What to do => Provide again, from the entries below, every line from the one containing "Target: man's head" through the one containing "Target: car tire", exactly as written, and no other line.

Input records =>
###

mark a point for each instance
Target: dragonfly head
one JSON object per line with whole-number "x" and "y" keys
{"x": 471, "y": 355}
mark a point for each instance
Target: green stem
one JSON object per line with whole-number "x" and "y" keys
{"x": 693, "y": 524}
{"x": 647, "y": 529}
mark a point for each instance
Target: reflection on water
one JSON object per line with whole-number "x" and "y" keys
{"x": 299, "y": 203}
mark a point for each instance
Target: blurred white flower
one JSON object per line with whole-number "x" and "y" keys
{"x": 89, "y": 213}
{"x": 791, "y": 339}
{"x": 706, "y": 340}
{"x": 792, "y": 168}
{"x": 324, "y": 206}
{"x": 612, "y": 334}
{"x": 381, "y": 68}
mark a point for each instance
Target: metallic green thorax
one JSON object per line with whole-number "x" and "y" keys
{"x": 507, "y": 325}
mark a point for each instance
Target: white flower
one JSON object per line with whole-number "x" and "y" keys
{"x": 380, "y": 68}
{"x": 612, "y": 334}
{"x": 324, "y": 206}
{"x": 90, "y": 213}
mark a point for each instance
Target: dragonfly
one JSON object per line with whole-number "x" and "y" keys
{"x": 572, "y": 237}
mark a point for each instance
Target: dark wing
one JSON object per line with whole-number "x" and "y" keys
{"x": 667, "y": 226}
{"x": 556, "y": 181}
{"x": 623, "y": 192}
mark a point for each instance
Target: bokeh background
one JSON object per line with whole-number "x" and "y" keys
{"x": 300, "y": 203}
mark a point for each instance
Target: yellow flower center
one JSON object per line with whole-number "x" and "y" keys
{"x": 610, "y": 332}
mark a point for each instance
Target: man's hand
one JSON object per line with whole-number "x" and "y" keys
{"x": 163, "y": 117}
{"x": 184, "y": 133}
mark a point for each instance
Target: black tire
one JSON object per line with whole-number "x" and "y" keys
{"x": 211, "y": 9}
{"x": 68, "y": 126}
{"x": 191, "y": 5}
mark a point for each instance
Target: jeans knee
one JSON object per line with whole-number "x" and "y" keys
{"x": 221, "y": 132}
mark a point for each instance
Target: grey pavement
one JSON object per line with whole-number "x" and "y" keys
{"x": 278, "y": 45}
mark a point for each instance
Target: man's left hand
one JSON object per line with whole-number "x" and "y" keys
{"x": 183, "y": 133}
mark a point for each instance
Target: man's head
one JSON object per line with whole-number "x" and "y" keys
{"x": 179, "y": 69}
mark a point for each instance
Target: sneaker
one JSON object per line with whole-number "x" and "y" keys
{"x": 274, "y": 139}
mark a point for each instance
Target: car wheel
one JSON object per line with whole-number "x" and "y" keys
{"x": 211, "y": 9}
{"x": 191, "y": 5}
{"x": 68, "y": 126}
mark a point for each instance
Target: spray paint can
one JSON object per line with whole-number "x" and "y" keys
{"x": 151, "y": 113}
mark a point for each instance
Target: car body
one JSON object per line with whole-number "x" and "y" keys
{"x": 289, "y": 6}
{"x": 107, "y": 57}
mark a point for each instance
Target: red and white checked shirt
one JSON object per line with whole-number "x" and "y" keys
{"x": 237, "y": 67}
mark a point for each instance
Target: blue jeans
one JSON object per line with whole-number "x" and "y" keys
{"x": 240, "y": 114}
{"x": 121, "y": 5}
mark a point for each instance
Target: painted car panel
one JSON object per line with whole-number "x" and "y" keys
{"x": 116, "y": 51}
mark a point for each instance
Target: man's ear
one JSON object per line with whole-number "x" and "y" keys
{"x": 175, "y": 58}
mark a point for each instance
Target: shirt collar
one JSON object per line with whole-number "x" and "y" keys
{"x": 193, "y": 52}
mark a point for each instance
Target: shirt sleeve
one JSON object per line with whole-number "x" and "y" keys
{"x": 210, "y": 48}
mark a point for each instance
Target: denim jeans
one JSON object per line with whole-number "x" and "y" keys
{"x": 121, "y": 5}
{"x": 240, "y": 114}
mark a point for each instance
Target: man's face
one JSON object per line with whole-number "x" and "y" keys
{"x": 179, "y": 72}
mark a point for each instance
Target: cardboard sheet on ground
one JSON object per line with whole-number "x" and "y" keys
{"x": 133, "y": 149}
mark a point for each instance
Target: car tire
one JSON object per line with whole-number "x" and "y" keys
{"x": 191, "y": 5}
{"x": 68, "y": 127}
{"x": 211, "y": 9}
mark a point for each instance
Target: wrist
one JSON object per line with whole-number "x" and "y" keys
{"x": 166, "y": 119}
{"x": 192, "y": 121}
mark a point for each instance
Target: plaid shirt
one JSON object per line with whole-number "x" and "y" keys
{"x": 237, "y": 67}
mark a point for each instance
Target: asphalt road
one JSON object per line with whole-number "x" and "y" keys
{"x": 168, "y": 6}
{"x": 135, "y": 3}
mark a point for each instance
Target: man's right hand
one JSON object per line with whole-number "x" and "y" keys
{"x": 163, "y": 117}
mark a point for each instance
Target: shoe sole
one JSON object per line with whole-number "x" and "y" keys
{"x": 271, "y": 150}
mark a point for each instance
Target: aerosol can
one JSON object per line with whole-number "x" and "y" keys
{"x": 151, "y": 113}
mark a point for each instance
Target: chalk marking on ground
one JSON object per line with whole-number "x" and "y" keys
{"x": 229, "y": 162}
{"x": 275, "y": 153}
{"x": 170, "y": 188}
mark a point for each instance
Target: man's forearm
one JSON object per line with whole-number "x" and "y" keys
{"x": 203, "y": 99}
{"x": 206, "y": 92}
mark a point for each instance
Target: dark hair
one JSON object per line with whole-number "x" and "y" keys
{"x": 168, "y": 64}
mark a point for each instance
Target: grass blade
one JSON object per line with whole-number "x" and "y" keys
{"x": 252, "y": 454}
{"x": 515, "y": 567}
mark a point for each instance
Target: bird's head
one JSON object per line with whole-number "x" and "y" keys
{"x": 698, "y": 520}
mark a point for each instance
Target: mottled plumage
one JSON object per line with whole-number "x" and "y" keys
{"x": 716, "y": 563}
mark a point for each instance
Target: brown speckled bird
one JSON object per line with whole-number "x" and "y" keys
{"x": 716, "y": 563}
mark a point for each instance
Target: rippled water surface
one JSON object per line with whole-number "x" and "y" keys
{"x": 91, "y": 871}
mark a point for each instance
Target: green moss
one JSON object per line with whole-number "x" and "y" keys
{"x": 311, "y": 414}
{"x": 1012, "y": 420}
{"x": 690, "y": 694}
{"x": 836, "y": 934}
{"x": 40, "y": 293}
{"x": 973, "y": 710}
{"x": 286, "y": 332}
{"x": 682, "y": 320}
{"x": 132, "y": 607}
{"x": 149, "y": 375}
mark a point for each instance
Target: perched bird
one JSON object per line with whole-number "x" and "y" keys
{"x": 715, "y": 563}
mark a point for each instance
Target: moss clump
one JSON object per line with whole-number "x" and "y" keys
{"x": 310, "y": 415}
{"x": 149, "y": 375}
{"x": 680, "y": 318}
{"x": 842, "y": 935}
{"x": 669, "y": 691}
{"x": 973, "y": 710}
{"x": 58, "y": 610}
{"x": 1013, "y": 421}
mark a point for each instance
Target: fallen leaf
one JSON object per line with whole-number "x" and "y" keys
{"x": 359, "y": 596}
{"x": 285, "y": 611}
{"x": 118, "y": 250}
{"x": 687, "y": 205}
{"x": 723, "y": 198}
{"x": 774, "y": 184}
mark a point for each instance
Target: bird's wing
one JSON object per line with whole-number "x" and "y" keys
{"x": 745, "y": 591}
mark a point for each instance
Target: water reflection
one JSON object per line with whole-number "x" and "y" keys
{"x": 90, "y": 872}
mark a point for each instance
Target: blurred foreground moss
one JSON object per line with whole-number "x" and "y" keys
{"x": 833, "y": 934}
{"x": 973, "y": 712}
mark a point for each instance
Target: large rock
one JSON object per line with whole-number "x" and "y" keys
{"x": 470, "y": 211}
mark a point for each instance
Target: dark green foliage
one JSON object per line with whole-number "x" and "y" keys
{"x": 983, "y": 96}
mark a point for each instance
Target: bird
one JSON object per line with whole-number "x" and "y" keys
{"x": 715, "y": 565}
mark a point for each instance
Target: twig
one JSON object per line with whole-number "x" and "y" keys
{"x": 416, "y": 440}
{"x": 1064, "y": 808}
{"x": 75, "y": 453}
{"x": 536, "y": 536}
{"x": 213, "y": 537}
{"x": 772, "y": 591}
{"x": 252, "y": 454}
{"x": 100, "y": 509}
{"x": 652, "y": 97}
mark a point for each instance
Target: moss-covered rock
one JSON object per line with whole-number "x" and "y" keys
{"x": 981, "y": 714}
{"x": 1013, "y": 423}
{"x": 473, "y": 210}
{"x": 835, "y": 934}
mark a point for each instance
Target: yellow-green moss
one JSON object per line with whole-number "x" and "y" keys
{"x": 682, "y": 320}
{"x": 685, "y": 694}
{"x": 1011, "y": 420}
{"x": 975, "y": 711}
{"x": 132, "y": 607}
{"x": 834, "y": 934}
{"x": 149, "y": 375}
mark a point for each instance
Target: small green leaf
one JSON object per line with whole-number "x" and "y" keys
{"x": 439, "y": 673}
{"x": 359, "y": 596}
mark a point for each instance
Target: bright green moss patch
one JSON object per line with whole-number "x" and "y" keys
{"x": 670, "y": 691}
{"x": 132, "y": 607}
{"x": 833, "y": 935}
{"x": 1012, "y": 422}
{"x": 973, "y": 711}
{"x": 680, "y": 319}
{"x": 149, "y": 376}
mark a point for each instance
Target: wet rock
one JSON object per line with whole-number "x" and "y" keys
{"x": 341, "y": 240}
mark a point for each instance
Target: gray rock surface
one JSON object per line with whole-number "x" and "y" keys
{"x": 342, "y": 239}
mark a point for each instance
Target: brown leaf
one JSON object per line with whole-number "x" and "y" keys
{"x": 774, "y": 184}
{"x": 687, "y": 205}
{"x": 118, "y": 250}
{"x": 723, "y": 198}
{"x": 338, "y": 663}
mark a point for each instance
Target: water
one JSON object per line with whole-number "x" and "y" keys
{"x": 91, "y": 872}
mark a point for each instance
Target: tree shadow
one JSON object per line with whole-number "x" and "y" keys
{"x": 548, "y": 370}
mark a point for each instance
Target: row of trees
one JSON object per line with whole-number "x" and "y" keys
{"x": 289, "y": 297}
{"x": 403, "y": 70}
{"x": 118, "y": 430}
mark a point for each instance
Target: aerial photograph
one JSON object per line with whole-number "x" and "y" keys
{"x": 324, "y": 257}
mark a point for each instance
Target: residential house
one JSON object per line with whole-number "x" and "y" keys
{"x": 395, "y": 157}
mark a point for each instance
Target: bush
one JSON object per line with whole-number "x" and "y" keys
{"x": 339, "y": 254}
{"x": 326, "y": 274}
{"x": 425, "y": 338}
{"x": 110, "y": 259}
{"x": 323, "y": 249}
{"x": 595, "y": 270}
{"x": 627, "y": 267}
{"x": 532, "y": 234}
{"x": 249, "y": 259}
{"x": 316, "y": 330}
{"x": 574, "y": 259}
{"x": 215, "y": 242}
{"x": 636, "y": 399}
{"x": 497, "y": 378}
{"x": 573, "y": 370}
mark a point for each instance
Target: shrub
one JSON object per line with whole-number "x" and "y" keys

###

Result below =>
Target: man's head
one JSON object per line with whole-number "x" and "y" keys
{"x": 179, "y": 69}
mark a point for each instance
Target: sneaker
one JSON object per line with whole-number "x" and "y" keys
{"x": 274, "y": 139}
mark a point for each instance
Target: car wheel
one JSON object per line with whole-number "x" and "y" keys
{"x": 211, "y": 9}
{"x": 191, "y": 5}
{"x": 68, "y": 126}
mark a point for each instance
Target: spray paint can
one JSON object per line with whole-number "x" and "y" keys
{"x": 151, "y": 113}
mark a point for each instance
Target: car body
one JSON object per line with whole-number "x" and "y" keys
{"x": 289, "y": 6}
{"x": 107, "y": 57}
mark a point for each instance
Target: red and white checked shirt
one JSON object per line with whole-number "x" and "y" keys
{"x": 237, "y": 67}
mark a point for each instance
Target: blue jeans
one JSON object per line with whole-number "x" and "y" keys
{"x": 240, "y": 114}
{"x": 121, "y": 5}
mark a point for each instance
Target: painted car panel
one JSON object per line with whole-number "x" and "y" keys
{"x": 116, "y": 51}
mark a point for each instance
Target: man's ear
one JSON object per line with whole-number "x" and "y" keys
{"x": 175, "y": 58}
mark a point for each instance
Target: shirt collar
one JSON object per line with whole-number "x" and "y" keys
{"x": 193, "y": 52}
mark a point for each instance
Target: shirt sleeve
one JSON object per line with whole-number "x" and "y" keys
{"x": 210, "y": 48}
mark a point for each instance
Target: denim jeans
one JSON object per line with whole-number "x" and "y" keys
{"x": 121, "y": 5}
{"x": 240, "y": 114}
mark a point for each instance
Target: man's face
one JSON object per line with whole-number "x" and "y" keys
{"x": 179, "y": 72}
mark a point for each instance
Target: cardboard sheet on ground
one JSON object per line with whole-number "x" and "y" keys
{"x": 133, "y": 149}
mark a point for each instance
Target: car tire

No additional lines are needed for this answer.